**REQUIRED TASKS**
1. Please reproduce everything in the album reviews below from "Matador Records" down to "past and future.".
2. According to the album reviews below, who did Lifeguard record Ripped and Torn with?

**DOCUMENT PASSAGE**
>> START

Dot Dash Sounds / Chrüsimüsi Records
Bandcamp | Spotify | Apple
If everything Leopardo has done prior to this year was always leading up to SIDE A / SIDE B, it was worth the wait. The Fribourg, Switzerland based collective have blurred all the lines, their latest an amorphous fusion of psych pop, art punk, experimental country, and warped folk with an end result that sounds entirely refreshing, an alien vision of familiarity. SIDE A / SIDE B deserves a deep dive with undivided attention, a record of garage-tinged magic that's rich in detail yet easily accessible, delightfully strange and undeniably confident.
Matador Records
Bandcamp | Spotify | Apple
Lifeguard continue to expand and explore on their latest full length, Ripped and Torn. Recorded with No Age's Randy Randall, the Chicago based trio take a large step away from caustic post-hardcore into something harder to define, pulling bits and pieces of frazzled garage pop, moody post-punk, and expansive art rock into a swirling clamor of gleaming harmonies, discordant jangle, and wonky hypnotics. While the band could easily rest on well earned hype (and the buzzing rise of Sharp Pins), they instead choose to go down the road less traveled and in turn have made their best record yet, a dynamic study of punk’s past and future.

>> END

**RECORD EXTRACTS**
>> START

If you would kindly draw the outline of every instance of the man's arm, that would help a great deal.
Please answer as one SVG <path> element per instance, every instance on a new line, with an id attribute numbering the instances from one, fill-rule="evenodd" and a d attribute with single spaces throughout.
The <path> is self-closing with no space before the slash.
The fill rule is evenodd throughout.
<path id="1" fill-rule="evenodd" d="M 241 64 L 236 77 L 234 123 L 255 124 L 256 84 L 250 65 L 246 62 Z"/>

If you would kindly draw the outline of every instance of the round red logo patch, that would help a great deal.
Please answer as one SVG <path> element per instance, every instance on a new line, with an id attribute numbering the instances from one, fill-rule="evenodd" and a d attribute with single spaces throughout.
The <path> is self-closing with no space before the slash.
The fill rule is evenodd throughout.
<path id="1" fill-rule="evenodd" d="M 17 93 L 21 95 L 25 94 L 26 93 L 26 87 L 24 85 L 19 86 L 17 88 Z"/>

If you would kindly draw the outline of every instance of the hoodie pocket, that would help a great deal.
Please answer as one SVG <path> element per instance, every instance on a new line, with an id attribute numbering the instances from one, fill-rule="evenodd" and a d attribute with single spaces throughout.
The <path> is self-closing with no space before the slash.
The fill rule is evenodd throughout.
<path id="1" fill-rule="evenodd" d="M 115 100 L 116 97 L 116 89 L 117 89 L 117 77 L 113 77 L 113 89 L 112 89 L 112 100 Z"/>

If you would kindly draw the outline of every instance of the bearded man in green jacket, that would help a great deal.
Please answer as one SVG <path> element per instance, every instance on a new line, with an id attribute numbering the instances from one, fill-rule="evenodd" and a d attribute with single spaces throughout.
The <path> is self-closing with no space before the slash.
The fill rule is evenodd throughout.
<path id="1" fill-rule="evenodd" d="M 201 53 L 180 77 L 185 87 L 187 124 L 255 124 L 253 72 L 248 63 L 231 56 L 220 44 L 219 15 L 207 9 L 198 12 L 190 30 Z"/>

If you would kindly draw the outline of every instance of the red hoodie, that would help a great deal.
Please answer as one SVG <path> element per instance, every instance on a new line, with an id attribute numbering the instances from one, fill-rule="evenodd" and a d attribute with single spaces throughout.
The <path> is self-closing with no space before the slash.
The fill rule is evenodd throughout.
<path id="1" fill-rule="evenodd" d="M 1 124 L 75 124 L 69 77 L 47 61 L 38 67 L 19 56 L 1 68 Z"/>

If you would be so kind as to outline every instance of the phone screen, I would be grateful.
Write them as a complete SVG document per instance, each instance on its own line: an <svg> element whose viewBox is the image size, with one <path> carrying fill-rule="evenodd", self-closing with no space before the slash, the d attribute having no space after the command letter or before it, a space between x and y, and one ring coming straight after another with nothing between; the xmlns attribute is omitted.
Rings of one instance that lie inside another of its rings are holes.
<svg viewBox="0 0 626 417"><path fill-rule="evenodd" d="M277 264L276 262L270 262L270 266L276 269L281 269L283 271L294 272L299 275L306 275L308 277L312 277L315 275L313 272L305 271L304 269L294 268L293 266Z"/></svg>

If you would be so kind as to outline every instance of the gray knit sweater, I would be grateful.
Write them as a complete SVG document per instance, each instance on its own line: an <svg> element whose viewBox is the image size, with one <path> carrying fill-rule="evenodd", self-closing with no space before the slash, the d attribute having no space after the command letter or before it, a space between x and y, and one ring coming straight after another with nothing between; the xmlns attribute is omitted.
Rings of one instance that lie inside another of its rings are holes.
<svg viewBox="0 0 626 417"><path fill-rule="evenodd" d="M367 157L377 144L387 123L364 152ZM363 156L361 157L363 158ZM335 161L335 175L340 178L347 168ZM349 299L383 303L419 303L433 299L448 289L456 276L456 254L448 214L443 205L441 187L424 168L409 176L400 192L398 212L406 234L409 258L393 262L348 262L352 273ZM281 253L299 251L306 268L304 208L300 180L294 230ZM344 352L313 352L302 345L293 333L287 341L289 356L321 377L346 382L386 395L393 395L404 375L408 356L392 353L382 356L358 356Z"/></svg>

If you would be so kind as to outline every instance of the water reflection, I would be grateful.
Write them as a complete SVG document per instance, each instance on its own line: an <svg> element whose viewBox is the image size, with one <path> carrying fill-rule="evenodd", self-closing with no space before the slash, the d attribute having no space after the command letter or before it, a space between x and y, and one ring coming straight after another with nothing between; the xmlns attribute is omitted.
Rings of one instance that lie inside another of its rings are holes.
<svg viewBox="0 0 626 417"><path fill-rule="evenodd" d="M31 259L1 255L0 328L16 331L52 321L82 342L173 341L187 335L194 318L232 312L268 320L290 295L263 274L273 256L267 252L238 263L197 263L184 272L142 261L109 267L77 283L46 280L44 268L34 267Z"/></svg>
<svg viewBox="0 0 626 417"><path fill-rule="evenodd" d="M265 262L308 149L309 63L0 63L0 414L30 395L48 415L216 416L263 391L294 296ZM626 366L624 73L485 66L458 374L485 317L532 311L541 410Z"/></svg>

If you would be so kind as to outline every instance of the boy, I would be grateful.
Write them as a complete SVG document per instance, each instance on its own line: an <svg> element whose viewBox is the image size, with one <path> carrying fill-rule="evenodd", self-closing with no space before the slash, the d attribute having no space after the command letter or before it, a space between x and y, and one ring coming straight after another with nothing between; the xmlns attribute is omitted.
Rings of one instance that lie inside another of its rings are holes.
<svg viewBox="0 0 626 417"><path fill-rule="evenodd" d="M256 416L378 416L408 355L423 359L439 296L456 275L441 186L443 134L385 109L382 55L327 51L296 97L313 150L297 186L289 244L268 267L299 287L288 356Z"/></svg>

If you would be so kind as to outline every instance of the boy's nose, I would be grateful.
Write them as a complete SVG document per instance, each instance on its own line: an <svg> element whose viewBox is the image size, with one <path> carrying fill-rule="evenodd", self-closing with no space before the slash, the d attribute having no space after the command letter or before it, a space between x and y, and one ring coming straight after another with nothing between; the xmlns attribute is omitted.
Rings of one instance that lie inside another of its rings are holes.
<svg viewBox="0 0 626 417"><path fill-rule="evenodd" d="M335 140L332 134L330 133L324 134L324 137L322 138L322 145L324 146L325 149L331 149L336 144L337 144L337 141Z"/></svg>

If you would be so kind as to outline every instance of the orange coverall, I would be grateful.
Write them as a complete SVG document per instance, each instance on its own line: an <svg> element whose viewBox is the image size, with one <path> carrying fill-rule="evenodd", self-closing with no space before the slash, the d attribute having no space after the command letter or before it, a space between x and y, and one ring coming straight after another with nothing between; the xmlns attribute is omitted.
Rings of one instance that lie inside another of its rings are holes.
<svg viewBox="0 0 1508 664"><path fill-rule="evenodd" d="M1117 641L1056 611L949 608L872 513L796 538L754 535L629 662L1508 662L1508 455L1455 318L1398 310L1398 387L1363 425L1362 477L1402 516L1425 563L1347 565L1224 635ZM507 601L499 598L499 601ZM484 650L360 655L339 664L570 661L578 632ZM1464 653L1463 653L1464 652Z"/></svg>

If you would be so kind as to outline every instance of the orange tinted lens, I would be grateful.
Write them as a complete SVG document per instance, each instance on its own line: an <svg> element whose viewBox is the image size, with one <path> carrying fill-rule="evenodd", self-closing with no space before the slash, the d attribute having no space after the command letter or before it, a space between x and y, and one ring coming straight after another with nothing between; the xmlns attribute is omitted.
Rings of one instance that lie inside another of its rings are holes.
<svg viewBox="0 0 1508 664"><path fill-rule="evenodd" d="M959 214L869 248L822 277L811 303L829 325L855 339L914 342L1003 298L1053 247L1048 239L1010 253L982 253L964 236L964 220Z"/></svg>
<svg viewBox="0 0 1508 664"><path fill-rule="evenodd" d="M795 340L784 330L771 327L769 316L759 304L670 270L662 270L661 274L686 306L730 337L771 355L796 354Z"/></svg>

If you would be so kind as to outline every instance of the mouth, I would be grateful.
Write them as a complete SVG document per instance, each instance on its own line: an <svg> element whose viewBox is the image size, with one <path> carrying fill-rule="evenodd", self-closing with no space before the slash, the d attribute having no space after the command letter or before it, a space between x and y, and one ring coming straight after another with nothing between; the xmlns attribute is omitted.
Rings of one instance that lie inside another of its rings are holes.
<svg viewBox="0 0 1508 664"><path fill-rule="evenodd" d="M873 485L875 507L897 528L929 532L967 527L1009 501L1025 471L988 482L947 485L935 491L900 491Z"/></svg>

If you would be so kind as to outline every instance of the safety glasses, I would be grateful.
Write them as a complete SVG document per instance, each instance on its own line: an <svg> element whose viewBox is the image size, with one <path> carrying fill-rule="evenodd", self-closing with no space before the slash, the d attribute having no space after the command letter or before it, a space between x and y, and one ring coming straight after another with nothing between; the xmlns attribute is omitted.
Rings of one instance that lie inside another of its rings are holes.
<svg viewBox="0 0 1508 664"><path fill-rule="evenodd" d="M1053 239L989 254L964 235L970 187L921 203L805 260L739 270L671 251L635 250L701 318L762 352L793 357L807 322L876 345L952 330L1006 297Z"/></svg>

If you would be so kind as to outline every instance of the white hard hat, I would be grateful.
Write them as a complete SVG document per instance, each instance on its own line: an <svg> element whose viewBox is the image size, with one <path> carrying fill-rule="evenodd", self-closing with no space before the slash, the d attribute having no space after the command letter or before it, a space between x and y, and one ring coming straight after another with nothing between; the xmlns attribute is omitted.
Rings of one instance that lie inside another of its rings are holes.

>> END

**EXPECTED RESULTS**
1.
Matador Records
Bandcamp | Spotify | Apple
Lifeguard continue to expand and explore on their latest full length, Ripped and Torn. Recorded with No Age's Randy Randall, the Chicago based trio take a large step away from caustic post-hardcore into something harder to define, pulling bits and pieces of frazzled garage pop, moody post-punk, and expansive art rock into a swirling clamor of gleaming harmonies, discordant jangle, and wonky hypnotics. While the band could easily rest on well earned hype (and the buzzing rise of Sharp Pins), they instead choose to go down the road less traveled and in turn have made their best record yet, a dynamic study of punk’s past and future.

2. No Age's Randy Randall